◆ **EXERCISE OBJECTIVE**
Copy the listing below word for word, starting at the line with "Query: white rope" and running to the end of the listing. Leave out the pictures.

+---+

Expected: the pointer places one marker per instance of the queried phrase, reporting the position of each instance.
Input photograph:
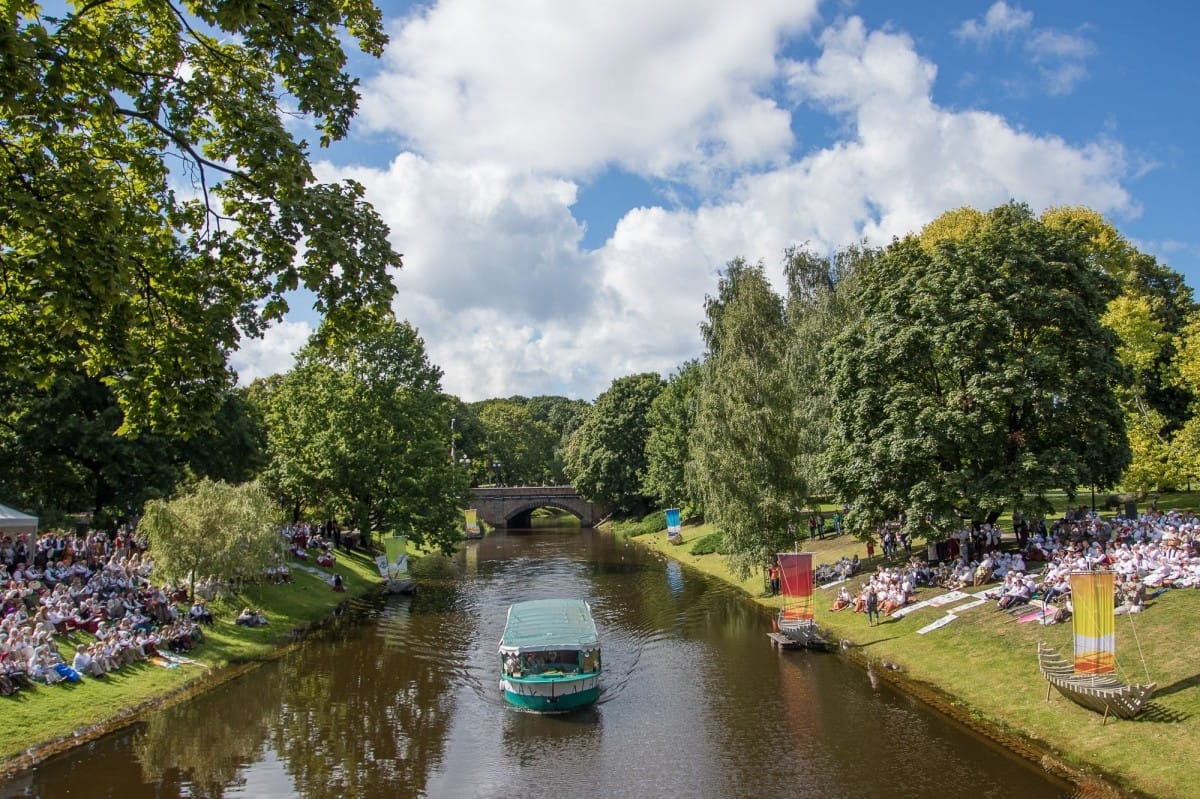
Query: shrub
(709, 544)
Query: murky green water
(405, 702)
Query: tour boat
(550, 655)
(1090, 679)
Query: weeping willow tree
(744, 446)
(231, 533)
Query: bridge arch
(499, 506)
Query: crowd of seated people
(841, 569)
(58, 587)
(1147, 553)
(310, 541)
(893, 588)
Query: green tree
(606, 458)
(63, 452)
(522, 446)
(564, 416)
(979, 378)
(667, 454)
(361, 431)
(157, 206)
(744, 442)
(820, 305)
(215, 529)
(1147, 316)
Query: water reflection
(405, 703)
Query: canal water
(401, 700)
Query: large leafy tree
(667, 452)
(361, 430)
(157, 205)
(979, 377)
(215, 529)
(564, 416)
(63, 454)
(744, 442)
(517, 449)
(820, 305)
(1147, 316)
(606, 458)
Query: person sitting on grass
(250, 618)
(201, 612)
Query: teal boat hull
(543, 695)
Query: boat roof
(550, 624)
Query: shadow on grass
(1179, 685)
(1156, 713)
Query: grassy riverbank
(53, 718)
(983, 668)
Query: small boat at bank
(1090, 679)
(796, 619)
(550, 655)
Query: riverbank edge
(1087, 779)
(213, 677)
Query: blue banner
(672, 520)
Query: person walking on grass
(873, 606)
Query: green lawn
(45, 719)
(983, 670)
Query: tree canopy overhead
(979, 377)
(157, 206)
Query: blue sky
(567, 180)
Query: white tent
(13, 521)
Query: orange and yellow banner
(1091, 595)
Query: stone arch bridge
(514, 505)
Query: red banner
(796, 578)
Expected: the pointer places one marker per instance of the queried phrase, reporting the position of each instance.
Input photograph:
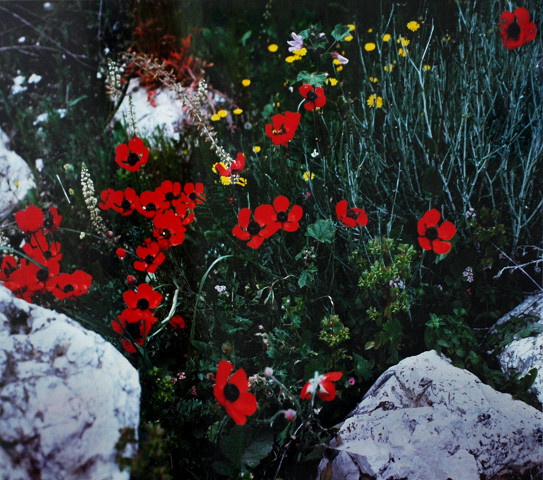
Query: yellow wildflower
(308, 176)
(413, 26)
(375, 101)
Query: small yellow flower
(374, 101)
(413, 26)
(308, 176)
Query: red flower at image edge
(314, 96)
(256, 231)
(325, 389)
(283, 127)
(288, 221)
(231, 393)
(516, 28)
(351, 217)
(432, 237)
(132, 156)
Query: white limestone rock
(16, 178)
(526, 353)
(424, 419)
(64, 394)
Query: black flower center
(143, 304)
(282, 216)
(513, 31)
(431, 233)
(132, 159)
(231, 392)
(42, 275)
(253, 228)
(311, 96)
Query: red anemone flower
(288, 221)
(30, 220)
(150, 255)
(351, 217)
(261, 227)
(132, 156)
(232, 393)
(283, 127)
(168, 229)
(323, 385)
(432, 237)
(315, 96)
(516, 28)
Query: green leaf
(321, 230)
(340, 32)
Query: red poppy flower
(283, 127)
(432, 237)
(325, 389)
(351, 217)
(232, 393)
(150, 203)
(261, 227)
(315, 96)
(70, 285)
(288, 221)
(29, 220)
(132, 156)
(168, 229)
(150, 255)
(177, 322)
(144, 300)
(516, 28)
(236, 167)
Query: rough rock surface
(64, 394)
(424, 419)
(15, 178)
(526, 353)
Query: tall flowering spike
(232, 394)
(516, 28)
(132, 156)
(283, 127)
(432, 237)
(314, 96)
(323, 386)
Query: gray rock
(424, 419)
(64, 394)
(526, 353)
(16, 178)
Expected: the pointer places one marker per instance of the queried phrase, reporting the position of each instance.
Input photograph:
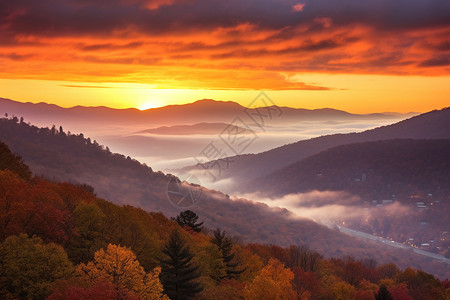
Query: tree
(273, 283)
(88, 222)
(178, 273)
(29, 268)
(305, 283)
(99, 291)
(383, 294)
(225, 245)
(119, 266)
(189, 219)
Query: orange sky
(146, 53)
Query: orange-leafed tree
(119, 266)
(274, 282)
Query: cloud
(199, 43)
(298, 7)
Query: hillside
(59, 156)
(205, 110)
(403, 186)
(59, 241)
(372, 170)
(431, 125)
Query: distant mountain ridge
(431, 125)
(122, 180)
(206, 110)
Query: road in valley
(364, 235)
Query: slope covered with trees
(106, 251)
(124, 181)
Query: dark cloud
(109, 46)
(52, 18)
(15, 56)
(439, 61)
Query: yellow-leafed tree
(120, 266)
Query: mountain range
(248, 167)
(206, 110)
(59, 156)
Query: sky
(359, 56)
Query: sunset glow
(306, 54)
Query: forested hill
(59, 241)
(74, 158)
(373, 170)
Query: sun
(154, 103)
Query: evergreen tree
(178, 273)
(189, 218)
(383, 294)
(225, 245)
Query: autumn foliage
(59, 241)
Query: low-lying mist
(331, 207)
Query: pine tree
(225, 245)
(189, 218)
(178, 273)
(383, 294)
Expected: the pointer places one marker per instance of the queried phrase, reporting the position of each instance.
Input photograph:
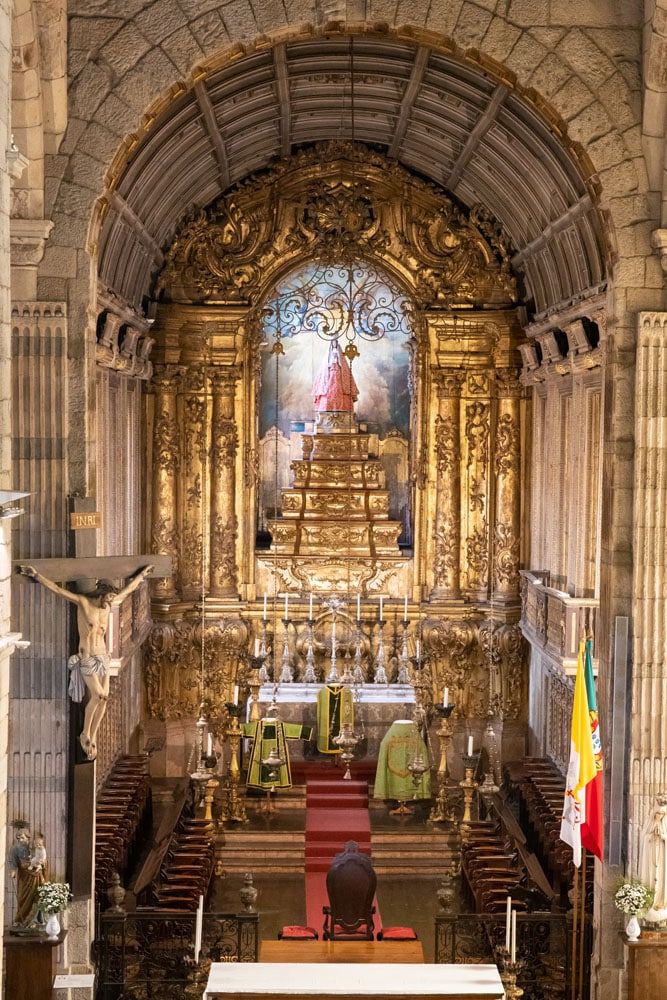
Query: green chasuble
(335, 705)
(399, 746)
(269, 733)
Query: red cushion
(397, 934)
(293, 931)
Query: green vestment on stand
(400, 744)
(265, 734)
(335, 705)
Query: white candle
(198, 927)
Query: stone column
(507, 473)
(446, 569)
(166, 468)
(648, 729)
(224, 524)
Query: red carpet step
(336, 811)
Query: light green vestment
(393, 780)
(265, 734)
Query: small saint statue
(90, 667)
(29, 867)
(653, 860)
(334, 388)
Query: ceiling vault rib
(282, 87)
(480, 129)
(133, 220)
(208, 114)
(409, 98)
(569, 216)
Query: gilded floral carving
(506, 458)
(477, 432)
(506, 555)
(226, 251)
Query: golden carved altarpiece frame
(468, 425)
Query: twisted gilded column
(446, 565)
(224, 524)
(192, 486)
(507, 472)
(166, 465)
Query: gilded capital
(448, 382)
(223, 380)
(508, 382)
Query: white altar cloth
(308, 979)
(365, 694)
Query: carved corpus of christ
(90, 667)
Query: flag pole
(582, 924)
(574, 949)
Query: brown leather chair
(351, 884)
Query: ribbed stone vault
(449, 119)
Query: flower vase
(52, 927)
(633, 928)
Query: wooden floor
(373, 952)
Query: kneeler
(265, 734)
(335, 706)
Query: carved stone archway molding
(335, 202)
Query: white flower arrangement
(633, 898)
(53, 897)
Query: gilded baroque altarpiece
(467, 432)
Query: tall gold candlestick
(441, 811)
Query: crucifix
(97, 592)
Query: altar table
(249, 981)
(376, 952)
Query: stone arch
(534, 61)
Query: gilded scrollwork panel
(476, 434)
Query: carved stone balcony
(552, 621)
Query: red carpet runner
(336, 811)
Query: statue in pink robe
(334, 387)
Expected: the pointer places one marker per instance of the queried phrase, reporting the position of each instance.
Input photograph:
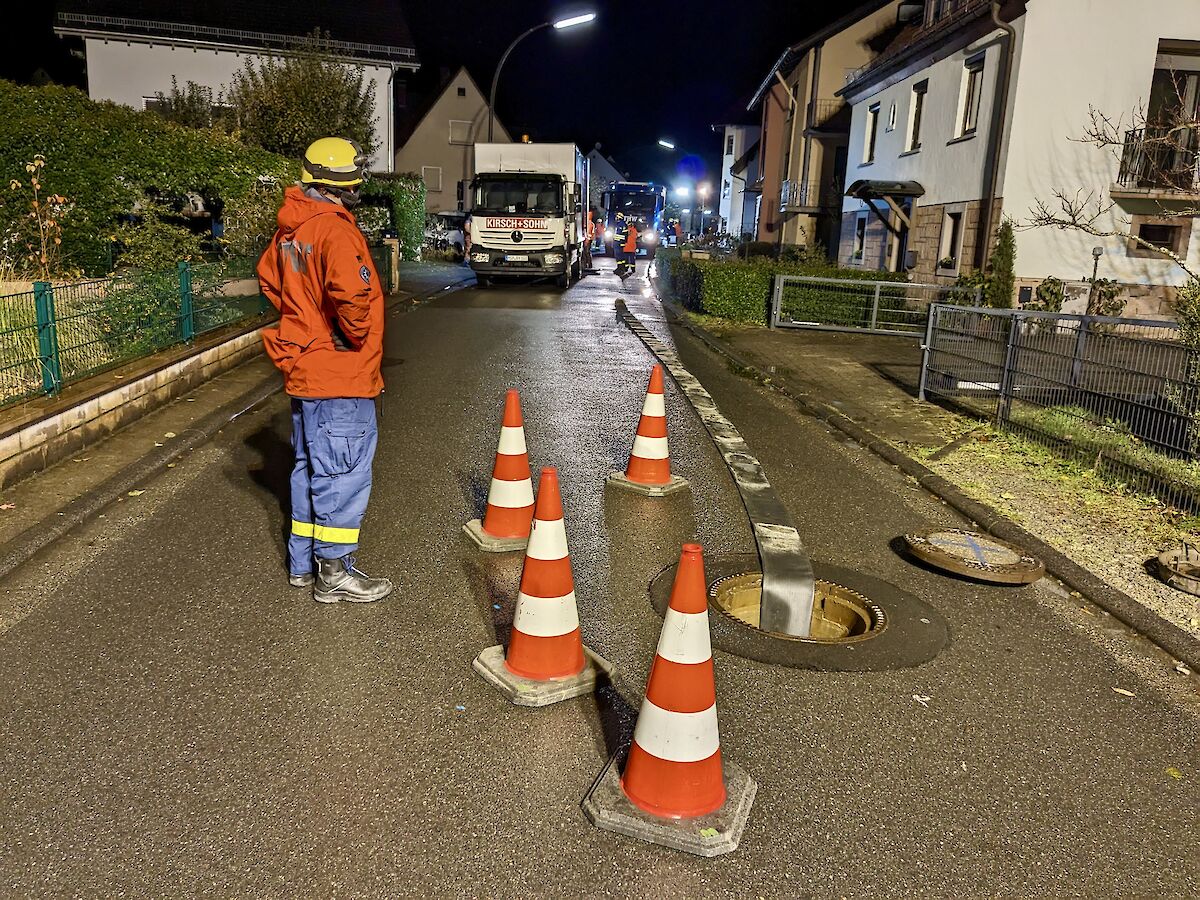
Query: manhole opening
(839, 615)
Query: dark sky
(642, 71)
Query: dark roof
(793, 54)
(359, 30)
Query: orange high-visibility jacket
(630, 245)
(318, 274)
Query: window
(916, 112)
(859, 239)
(873, 130)
(972, 95)
(952, 243)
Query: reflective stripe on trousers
(334, 443)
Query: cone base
(607, 807)
(528, 693)
(491, 544)
(618, 479)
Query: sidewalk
(40, 501)
(873, 381)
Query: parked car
(444, 232)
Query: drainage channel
(783, 607)
(787, 582)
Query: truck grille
(502, 239)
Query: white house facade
(131, 60)
(963, 123)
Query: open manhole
(861, 623)
(839, 615)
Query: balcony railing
(796, 195)
(1159, 159)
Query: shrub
(405, 195)
(111, 160)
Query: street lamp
(558, 25)
(1097, 252)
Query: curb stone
(21, 549)
(1167, 635)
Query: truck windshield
(520, 196)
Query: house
(133, 48)
(737, 138)
(804, 127)
(961, 121)
(438, 139)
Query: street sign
(975, 555)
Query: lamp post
(1097, 252)
(558, 24)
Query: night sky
(641, 72)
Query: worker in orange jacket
(318, 274)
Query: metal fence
(58, 334)
(1119, 395)
(877, 307)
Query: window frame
(426, 180)
(870, 138)
(971, 96)
(916, 114)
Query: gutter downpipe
(810, 119)
(999, 120)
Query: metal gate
(875, 307)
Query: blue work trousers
(334, 443)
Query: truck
(645, 204)
(528, 213)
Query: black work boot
(339, 580)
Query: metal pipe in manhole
(839, 613)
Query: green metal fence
(59, 334)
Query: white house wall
(127, 71)
(1080, 54)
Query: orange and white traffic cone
(509, 515)
(677, 790)
(649, 463)
(546, 659)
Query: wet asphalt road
(177, 721)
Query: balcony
(1159, 163)
(810, 197)
(829, 115)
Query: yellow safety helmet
(336, 162)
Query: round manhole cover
(1180, 568)
(975, 555)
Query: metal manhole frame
(1026, 570)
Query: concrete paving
(179, 721)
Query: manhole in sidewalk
(975, 555)
(861, 623)
(839, 615)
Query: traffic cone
(649, 463)
(509, 513)
(677, 790)
(546, 659)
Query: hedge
(741, 289)
(108, 160)
(405, 195)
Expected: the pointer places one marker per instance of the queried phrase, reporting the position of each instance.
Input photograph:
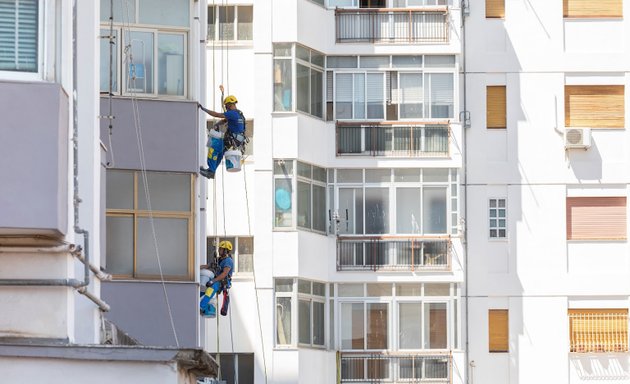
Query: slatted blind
(596, 218)
(594, 106)
(592, 8)
(495, 9)
(496, 106)
(598, 330)
(498, 330)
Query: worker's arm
(222, 276)
(211, 113)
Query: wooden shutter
(592, 8)
(596, 218)
(498, 330)
(594, 106)
(496, 107)
(598, 330)
(495, 9)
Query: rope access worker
(234, 136)
(221, 283)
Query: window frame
(135, 213)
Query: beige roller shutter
(498, 330)
(496, 106)
(593, 8)
(594, 106)
(596, 218)
(495, 9)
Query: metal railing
(409, 140)
(392, 25)
(398, 368)
(393, 253)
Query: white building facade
(426, 190)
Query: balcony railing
(393, 253)
(398, 368)
(384, 25)
(402, 140)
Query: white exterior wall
(536, 273)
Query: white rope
(138, 130)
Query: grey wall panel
(169, 131)
(34, 134)
(139, 308)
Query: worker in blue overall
(234, 136)
(220, 283)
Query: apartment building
(79, 304)
(347, 216)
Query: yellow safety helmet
(230, 100)
(226, 244)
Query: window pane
(352, 328)
(304, 204)
(319, 208)
(408, 210)
(409, 323)
(167, 192)
(282, 85)
(140, 72)
(171, 64)
(434, 210)
(171, 236)
(119, 189)
(376, 210)
(411, 95)
(119, 259)
(226, 23)
(164, 12)
(283, 320)
(435, 326)
(304, 321)
(18, 35)
(302, 89)
(318, 323)
(245, 22)
(377, 326)
(104, 64)
(283, 203)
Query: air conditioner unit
(577, 138)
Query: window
(308, 80)
(414, 90)
(498, 330)
(497, 216)
(137, 234)
(596, 218)
(495, 9)
(309, 297)
(19, 33)
(594, 106)
(150, 61)
(231, 23)
(242, 253)
(598, 330)
(364, 200)
(310, 183)
(592, 8)
(496, 106)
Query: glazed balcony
(392, 25)
(394, 253)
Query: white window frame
(497, 227)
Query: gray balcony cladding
(34, 134)
(169, 132)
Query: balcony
(393, 253)
(391, 25)
(398, 368)
(388, 140)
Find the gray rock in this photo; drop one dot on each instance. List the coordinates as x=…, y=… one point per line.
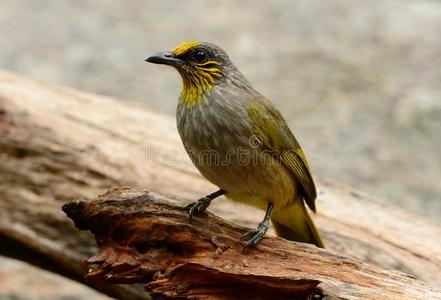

+---+

◆ **COMPLETE RESPONSE**
Query: white rope
(138, 130)
Query: grey wall panel
(169, 131)
(34, 134)
(139, 308)
Query: worker in blue overall
(234, 136)
(220, 283)
Query: apartment building
(79, 304)
(347, 216)
Query: yellow safety helmet
(230, 100)
(226, 244)
Query: window pane
(352, 328)
(304, 204)
(319, 208)
(408, 210)
(409, 323)
(167, 192)
(282, 85)
(140, 72)
(171, 64)
(434, 210)
(171, 236)
(119, 189)
(376, 210)
(411, 95)
(119, 259)
(226, 23)
(164, 12)
(283, 320)
(435, 326)
(304, 321)
(18, 35)
(302, 89)
(318, 323)
(245, 22)
(377, 326)
(104, 64)
(283, 203)
Query: air conditioner unit
(577, 138)
Query: window
(308, 80)
(414, 90)
(498, 330)
(497, 216)
(137, 234)
(596, 218)
(495, 9)
(309, 297)
(19, 33)
(594, 106)
(150, 61)
(231, 23)
(242, 253)
(598, 330)
(364, 200)
(310, 183)
(592, 8)
(496, 106)
Query: glazed balcony
(392, 25)
(394, 253)
Query: white window frame
(497, 227)
Query: gray balcony cladding
(34, 134)
(169, 132)
Query: balcony
(393, 253)
(391, 25)
(398, 368)
(388, 140)
Find the gray rock in this photo; drop one dot on each instance. List the coordinates as x=…, y=… one point per line.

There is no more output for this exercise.